STUDY TEXT:
-- Opening Marker --
Wednesday, July 21, 2010

A Southern Welcome

After a day of recovering from jet-lag, I drove from my parents’ house in the country to the nearby city to run a few errands (finding that I was never quite sure which side of the road to drive on after five months in Ireland). The South gave me a (literally!) warm hello.

I began my stroll congratulating myself for losing the limp I had maintained for the past four weeks after an ill-fated leap from the ruins of a castle. “Hey,” shouted a construction worker from the roof of a house, “you got a bit of a limp there! Is it a ball injury?” Oh well.

Lest I suspect the alleged limp was only momentary, an hour later another stranger stopped me with genuine concern in his voice. “Are you okay?” he asked. “You’re limping there! Do you need help?”

One of my last errands involved some repair work for my car. I dropped car off and waited in the waiting room for my mom to pick me up. The summer heat was bordering on oppressive outside (or so I thought... those who had been around all summer commented later that the day was rather mild), and we in the waiting room were thankful for the AC.

“Do you want a coke or water or anything?” the man behind the counter asked the three of us as we waited. (“Coke,” incidentally, refers to any carbonated drink, called “soda” or “pop” or “soft drink” in other American cultures.) We all turned him down. Five minutes later another employee asked us the same thing. Again we turned him down. When the third employee offered a beverage, I finally accepted a water to keep them from offering. It didn’t work; I was asked a fourth time.
-- Closing Marker --
Point-per-instance localization data:
-- Opening Marker --
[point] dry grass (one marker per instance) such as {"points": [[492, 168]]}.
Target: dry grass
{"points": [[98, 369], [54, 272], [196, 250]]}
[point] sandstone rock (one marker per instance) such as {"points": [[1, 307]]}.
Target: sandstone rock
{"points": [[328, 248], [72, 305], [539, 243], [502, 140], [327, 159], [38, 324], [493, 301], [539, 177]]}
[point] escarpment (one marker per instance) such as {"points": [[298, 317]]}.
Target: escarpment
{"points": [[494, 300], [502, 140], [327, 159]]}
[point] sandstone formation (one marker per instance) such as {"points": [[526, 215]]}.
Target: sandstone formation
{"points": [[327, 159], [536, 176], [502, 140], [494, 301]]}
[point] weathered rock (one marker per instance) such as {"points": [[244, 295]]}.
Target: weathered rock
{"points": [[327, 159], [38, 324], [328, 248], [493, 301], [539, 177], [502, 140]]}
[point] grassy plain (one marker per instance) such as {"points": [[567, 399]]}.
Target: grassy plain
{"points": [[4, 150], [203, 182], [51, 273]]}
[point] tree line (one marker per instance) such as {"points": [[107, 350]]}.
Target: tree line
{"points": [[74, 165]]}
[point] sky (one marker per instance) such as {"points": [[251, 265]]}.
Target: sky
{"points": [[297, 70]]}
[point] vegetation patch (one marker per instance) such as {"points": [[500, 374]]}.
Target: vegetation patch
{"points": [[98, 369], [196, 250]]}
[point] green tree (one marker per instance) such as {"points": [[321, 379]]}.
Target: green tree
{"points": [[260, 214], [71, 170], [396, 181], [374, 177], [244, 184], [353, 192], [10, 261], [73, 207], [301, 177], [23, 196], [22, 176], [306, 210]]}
-- Closing Marker --
-- Opening Marker --
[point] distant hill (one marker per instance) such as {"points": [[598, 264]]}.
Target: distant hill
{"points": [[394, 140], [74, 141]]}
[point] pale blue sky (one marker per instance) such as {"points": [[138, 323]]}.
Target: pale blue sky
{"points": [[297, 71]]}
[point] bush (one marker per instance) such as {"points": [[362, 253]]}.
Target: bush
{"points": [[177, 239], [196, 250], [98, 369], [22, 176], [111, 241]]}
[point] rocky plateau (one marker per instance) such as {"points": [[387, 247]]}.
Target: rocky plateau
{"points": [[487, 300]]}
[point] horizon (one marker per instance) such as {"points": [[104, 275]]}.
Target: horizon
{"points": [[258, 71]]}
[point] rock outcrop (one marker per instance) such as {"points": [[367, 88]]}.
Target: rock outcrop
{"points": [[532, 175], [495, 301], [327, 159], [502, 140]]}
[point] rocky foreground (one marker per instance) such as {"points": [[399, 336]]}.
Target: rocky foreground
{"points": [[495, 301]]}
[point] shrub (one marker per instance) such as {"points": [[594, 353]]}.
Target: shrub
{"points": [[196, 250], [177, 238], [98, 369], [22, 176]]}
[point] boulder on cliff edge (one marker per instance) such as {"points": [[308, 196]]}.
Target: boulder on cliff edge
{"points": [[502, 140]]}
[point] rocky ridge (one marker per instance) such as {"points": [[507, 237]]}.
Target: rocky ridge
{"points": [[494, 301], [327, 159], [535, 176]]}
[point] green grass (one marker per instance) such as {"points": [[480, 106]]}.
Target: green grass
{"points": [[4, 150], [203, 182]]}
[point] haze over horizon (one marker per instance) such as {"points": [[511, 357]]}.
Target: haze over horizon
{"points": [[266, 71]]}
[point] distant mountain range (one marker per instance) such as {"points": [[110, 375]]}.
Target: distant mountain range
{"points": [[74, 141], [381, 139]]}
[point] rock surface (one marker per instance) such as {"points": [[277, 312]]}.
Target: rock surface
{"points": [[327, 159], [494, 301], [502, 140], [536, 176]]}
-- Closing Marker --
-- Opening Marker --
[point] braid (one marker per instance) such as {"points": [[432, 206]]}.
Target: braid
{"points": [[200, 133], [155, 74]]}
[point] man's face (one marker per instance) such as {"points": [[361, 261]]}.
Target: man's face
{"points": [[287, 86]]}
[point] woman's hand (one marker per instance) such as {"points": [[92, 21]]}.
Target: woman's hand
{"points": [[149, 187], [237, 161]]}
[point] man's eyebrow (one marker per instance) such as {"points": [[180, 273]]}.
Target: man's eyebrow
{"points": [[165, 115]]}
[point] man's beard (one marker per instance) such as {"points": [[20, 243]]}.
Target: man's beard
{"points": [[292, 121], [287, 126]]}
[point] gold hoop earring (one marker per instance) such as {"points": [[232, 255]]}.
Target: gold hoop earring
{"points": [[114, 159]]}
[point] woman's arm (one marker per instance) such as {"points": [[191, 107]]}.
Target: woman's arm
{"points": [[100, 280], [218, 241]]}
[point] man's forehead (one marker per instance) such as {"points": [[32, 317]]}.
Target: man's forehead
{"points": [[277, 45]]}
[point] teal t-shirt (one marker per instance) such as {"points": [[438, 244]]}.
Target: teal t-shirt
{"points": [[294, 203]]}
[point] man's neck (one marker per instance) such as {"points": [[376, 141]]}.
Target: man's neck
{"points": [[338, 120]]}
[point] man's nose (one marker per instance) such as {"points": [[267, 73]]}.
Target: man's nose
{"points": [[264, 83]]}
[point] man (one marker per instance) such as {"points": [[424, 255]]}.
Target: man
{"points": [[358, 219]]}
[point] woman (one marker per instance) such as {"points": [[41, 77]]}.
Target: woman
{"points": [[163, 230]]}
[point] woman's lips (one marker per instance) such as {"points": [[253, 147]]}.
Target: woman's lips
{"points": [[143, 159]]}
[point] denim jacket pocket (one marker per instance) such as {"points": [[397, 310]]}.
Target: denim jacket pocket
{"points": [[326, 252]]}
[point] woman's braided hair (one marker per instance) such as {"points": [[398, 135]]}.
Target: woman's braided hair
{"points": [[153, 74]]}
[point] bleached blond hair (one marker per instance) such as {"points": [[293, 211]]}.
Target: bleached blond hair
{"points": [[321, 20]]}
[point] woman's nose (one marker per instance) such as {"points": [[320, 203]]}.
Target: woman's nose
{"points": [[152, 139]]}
-- Closing Marker --
WORK ITEM A: Output the portion of the blog post between "One of my last" and "for the AC.", inclusive.
WORK ITEM B: In the blog post, what caused the limp the writer had for the past four weeks?
WORK ITEM C: Pick up the blog post about the Southern welcome and keep writing from the point where it stops.
The entries have no connection to the blog post.

EXERCISE OUTPUT A:
One of my last errands involved some repair work for my car. I dropped car off and waited in the waiting room for my mom to pick me up. The summer heat was bordering on oppressive outside (or so I thought... those who had been around all summer commented later that the day was rather mild), and we in the waiting room were thankful for the AC.

EXERCISE OUTPUT B: An ill-fated leap from the ruins of a castle.

EXERCISE OUTPUT C:
On our way home, we stopped at a rural produce stand. The owner greeted us warmly and kept chatting us up while we browsed, throwing a couple extra items in for free when we checked out. “Come by anytime,” he told us as we left. “If I’m not here, just take what you want and leave some money in the can.”

As I returned to my parents' house, I knew that the South had welcomed me home, that Southern hospitality was still fit to rival the Irish hospitality I had been enjoying for the past month. In this case, all the hospitality offered came from strangers, all people who had never seen me before and would likely never see me again. Southerners are not hospitable out of self-interest, out of a calculated investment with a hope of return. They are not even hospitable in an enlightened attempt to make the world a better place, to do their part to benefit the common lot of humanity. From what I have been able to tell from the past 22 years, Southerners are overtly hospitable simply because that is the decent way to be.

Oh my beloved South, how I shall miss thee!